__WHAT THE TASK REQUIRES__.
Write out the listing below again, substituting "marker" for every "pin" and changing nothing else. Leave the pictures out.

__INFORMATION SUPPLIED__.
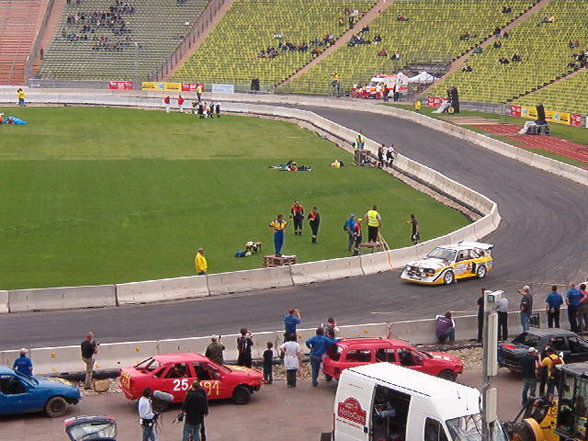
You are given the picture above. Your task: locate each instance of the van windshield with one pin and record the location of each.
(469, 428)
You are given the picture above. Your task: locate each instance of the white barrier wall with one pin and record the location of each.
(75, 297)
(161, 290)
(241, 281)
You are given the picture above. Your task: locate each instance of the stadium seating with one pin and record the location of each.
(543, 48)
(569, 95)
(431, 34)
(230, 53)
(18, 28)
(156, 26)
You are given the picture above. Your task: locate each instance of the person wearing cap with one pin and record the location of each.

__WRITTEN RESPONSE__.
You are given the picture above. Your task: locate each instance of the van windshield with one marker and record the location of each.
(469, 428)
You are given the picture above. Your task: locate each instance of the white barrier wall with one marker and record the location of each.
(75, 297)
(161, 290)
(241, 281)
You are given the picture above. Your task: locate each instance of the stadium seating with one marker and record the location of each.
(543, 48)
(569, 95)
(431, 34)
(230, 53)
(18, 28)
(156, 26)
You are given the picture above. Your task: locate each instance of the person wearing cap with one marker and record the location of each.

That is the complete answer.